[Excerpts of bounding box data]
· · · · ·

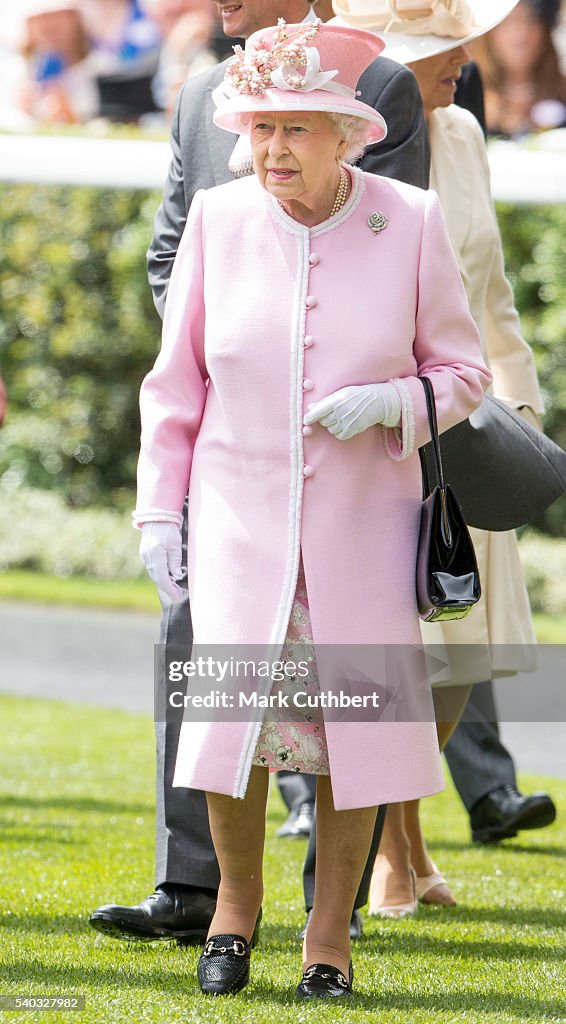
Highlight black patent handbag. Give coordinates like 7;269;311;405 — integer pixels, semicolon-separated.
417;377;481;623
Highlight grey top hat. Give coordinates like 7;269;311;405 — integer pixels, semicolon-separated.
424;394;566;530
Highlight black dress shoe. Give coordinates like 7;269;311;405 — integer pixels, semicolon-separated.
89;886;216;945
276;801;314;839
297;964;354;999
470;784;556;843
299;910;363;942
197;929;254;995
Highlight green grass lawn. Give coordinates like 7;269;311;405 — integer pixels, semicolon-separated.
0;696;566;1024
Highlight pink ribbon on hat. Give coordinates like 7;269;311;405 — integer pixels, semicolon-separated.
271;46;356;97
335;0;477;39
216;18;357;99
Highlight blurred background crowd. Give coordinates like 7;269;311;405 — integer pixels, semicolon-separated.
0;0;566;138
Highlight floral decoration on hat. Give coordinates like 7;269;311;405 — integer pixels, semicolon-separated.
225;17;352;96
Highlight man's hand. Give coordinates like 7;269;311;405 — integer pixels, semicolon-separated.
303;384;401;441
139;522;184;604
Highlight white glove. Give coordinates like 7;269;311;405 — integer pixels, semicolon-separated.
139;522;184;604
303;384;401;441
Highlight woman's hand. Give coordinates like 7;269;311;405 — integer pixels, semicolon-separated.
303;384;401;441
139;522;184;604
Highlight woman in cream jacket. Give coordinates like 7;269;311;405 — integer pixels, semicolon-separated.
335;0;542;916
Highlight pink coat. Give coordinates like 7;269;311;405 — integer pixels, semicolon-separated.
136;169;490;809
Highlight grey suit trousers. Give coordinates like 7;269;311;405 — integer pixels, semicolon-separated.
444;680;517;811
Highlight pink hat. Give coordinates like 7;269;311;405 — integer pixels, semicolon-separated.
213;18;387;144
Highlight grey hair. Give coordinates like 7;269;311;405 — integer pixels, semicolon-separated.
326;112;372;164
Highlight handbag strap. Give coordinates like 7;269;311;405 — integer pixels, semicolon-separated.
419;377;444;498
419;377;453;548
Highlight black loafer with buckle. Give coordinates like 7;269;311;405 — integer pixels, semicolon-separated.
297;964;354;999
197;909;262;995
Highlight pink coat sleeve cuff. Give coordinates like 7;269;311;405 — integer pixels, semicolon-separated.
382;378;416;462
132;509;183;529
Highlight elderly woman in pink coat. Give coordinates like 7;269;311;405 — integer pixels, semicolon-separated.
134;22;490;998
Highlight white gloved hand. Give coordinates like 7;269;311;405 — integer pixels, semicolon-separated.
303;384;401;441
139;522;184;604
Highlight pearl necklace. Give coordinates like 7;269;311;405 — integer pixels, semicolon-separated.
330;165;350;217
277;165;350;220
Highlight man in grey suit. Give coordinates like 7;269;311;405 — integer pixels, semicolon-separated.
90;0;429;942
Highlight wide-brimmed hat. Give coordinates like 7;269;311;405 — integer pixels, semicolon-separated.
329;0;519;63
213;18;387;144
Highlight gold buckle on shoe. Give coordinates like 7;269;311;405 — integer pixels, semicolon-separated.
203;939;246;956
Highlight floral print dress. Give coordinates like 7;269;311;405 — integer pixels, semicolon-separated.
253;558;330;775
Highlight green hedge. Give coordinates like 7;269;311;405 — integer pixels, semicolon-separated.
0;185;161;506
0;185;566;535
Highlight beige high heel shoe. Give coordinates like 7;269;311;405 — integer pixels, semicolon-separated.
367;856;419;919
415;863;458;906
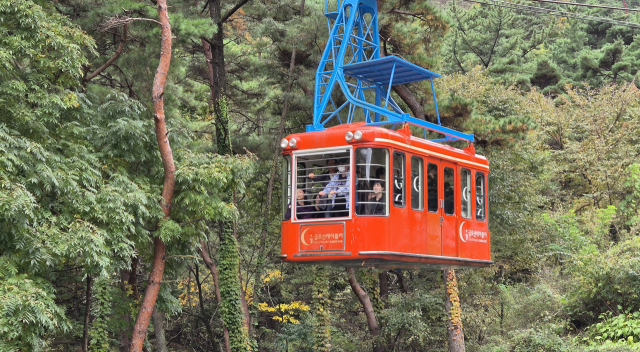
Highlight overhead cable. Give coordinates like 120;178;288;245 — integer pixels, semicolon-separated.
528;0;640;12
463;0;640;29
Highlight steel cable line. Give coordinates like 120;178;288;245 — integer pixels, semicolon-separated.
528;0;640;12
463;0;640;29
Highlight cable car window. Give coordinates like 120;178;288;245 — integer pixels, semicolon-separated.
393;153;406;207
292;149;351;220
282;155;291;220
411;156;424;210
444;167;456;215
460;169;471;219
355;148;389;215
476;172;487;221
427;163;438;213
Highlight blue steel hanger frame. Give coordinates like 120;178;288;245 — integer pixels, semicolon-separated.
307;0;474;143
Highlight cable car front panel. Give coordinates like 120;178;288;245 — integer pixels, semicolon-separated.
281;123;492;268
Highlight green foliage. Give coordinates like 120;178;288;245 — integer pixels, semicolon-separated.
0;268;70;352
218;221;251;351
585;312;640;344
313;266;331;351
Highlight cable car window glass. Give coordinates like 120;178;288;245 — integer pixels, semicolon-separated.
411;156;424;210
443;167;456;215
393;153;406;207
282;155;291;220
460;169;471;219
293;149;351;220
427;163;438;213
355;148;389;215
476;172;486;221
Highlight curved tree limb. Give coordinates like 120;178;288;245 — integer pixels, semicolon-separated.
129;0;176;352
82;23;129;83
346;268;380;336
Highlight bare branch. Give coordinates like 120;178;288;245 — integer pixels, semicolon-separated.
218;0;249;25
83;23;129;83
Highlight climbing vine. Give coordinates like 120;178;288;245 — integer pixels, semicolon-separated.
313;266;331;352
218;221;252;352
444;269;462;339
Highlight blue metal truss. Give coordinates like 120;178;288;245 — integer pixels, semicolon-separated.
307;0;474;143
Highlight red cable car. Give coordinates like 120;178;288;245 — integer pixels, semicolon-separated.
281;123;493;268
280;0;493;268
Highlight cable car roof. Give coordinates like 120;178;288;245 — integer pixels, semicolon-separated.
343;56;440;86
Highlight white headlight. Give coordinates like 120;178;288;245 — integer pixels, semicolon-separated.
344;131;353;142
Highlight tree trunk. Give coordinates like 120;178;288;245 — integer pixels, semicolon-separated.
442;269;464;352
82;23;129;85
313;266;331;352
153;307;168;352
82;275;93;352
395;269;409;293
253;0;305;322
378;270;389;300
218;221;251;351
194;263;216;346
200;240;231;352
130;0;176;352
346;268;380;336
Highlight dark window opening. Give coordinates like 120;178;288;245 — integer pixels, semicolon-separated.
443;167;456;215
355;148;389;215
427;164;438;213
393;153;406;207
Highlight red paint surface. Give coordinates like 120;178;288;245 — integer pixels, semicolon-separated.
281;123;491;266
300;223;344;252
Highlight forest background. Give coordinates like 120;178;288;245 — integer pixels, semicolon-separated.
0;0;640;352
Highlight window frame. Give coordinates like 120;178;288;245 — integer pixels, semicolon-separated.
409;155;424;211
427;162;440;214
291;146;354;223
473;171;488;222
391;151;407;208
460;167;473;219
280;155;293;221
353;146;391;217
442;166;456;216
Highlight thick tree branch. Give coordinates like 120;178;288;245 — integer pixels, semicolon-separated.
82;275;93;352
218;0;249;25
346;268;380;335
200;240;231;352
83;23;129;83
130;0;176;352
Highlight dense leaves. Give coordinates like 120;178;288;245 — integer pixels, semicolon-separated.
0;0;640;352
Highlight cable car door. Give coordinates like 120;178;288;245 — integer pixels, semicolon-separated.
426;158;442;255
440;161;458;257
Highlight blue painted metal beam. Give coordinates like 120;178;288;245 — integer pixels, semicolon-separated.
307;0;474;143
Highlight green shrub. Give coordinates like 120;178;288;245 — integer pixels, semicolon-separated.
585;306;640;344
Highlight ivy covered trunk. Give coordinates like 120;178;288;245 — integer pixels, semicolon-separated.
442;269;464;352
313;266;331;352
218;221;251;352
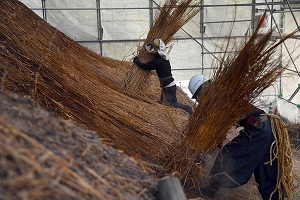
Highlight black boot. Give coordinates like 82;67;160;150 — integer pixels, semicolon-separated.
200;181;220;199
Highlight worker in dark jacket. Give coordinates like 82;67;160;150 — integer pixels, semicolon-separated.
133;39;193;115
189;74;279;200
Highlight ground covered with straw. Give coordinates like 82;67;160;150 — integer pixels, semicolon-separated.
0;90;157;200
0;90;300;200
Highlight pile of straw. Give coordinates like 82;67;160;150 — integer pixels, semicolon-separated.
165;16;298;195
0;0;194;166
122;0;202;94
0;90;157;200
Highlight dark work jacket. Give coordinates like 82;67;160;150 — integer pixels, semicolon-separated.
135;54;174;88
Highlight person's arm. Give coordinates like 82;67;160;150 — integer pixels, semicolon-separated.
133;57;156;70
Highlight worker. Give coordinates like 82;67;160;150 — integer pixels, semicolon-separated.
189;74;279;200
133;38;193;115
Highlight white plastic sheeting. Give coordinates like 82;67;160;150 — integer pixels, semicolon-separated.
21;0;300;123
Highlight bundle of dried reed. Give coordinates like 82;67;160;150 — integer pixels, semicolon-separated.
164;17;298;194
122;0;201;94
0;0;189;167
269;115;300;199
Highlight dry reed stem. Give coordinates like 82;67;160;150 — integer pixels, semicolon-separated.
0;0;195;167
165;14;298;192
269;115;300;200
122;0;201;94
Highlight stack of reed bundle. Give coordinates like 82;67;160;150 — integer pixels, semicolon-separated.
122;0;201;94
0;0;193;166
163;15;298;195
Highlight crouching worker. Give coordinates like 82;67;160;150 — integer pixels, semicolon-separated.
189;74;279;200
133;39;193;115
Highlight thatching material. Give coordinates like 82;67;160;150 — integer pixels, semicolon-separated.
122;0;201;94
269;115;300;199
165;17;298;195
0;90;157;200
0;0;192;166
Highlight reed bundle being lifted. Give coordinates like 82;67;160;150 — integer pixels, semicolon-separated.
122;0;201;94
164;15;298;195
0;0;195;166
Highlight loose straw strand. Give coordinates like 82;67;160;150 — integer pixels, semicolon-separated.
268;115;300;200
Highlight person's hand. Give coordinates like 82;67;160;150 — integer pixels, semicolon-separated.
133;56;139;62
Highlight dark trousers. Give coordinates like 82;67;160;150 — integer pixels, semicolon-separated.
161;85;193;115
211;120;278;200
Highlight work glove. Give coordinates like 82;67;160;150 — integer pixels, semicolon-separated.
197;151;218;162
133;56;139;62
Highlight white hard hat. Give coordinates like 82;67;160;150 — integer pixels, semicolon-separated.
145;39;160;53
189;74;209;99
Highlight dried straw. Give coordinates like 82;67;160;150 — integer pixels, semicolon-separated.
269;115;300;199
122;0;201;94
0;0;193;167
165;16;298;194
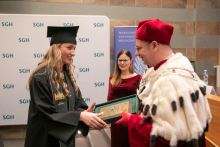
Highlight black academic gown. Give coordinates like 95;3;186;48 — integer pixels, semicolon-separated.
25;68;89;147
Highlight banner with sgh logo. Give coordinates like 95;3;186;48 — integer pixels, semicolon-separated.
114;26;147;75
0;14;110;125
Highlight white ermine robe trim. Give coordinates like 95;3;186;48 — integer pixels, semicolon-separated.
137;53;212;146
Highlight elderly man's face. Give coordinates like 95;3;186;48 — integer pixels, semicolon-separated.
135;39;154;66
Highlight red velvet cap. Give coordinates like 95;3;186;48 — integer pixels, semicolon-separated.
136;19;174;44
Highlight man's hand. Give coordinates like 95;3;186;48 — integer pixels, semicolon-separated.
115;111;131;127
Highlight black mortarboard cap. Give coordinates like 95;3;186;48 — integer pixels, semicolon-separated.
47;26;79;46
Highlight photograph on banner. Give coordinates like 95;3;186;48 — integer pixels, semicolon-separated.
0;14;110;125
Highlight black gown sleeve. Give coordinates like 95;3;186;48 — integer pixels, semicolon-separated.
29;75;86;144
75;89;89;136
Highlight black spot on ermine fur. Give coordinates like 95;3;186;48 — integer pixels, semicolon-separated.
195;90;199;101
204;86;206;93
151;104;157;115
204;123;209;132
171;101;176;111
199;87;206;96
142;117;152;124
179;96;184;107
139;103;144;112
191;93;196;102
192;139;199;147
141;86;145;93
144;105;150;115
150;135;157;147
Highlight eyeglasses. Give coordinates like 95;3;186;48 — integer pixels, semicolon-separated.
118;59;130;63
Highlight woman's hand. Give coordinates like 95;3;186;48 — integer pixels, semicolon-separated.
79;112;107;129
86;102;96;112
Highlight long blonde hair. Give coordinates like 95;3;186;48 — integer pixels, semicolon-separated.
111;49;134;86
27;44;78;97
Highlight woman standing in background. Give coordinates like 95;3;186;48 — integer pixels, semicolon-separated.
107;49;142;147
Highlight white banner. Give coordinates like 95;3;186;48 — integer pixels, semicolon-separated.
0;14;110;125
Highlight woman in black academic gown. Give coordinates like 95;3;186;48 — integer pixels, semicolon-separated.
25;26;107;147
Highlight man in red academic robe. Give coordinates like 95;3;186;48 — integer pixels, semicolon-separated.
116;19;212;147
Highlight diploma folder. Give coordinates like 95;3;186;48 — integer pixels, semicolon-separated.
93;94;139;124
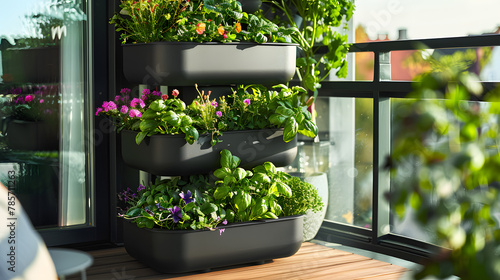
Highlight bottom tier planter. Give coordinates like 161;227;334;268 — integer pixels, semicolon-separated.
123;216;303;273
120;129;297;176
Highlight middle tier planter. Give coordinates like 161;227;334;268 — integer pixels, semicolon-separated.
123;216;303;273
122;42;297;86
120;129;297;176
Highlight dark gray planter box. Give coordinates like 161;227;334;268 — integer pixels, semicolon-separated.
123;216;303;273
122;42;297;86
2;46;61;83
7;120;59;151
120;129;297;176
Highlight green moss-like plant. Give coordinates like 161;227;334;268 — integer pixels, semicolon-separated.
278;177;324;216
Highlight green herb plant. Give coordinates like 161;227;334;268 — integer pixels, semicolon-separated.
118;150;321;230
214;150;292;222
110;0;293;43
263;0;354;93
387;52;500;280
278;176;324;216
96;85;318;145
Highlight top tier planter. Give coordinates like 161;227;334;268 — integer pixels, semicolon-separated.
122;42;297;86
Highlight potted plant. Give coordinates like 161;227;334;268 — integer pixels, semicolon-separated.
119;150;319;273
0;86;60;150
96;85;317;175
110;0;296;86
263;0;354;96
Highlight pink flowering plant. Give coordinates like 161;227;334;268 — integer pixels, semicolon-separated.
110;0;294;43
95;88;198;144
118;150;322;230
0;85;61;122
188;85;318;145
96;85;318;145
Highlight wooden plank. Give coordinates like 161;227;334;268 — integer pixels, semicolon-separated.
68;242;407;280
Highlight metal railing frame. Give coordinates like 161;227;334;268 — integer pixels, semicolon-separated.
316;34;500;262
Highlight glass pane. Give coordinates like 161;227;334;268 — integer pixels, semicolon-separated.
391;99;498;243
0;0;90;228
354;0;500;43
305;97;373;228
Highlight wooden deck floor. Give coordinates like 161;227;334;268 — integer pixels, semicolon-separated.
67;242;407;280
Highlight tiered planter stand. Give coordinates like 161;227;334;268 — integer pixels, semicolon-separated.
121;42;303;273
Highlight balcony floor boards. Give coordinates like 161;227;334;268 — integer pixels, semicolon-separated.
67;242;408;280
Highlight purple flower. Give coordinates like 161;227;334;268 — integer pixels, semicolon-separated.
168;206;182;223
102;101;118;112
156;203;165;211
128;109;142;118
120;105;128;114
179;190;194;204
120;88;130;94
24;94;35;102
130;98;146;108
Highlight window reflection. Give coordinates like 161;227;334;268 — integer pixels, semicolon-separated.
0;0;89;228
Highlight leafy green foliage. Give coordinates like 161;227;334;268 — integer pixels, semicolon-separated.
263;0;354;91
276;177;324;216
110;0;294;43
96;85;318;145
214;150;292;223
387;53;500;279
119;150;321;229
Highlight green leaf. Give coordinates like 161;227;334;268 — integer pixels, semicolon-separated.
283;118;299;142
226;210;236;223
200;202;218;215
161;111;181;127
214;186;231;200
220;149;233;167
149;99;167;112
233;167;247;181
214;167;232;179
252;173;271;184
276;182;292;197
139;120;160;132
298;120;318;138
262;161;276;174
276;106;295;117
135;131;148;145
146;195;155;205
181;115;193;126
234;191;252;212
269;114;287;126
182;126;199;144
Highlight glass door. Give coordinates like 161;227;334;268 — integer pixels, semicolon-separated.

· · · · ·

# CHALLENGE
Reproduce verbatim the records from the line with "Highlight woman standing" to the line with "25;26;107;147", both of those lines included.

# EXPECTED OUTPUT
Highlight woman standing in background. Give coordinates like 95;3;186;48 — integer pixels, semicolon-separated.
107;49;142;147
Highlight white banner. Give coordinates like 95;3;186;48 — integer pixels, semicolon-separated.
0;14;110;125
Highlight woman in black academic gown. Give coordinates like 95;3;186;48 — integer pixels, semicolon-separated.
25;26;107;147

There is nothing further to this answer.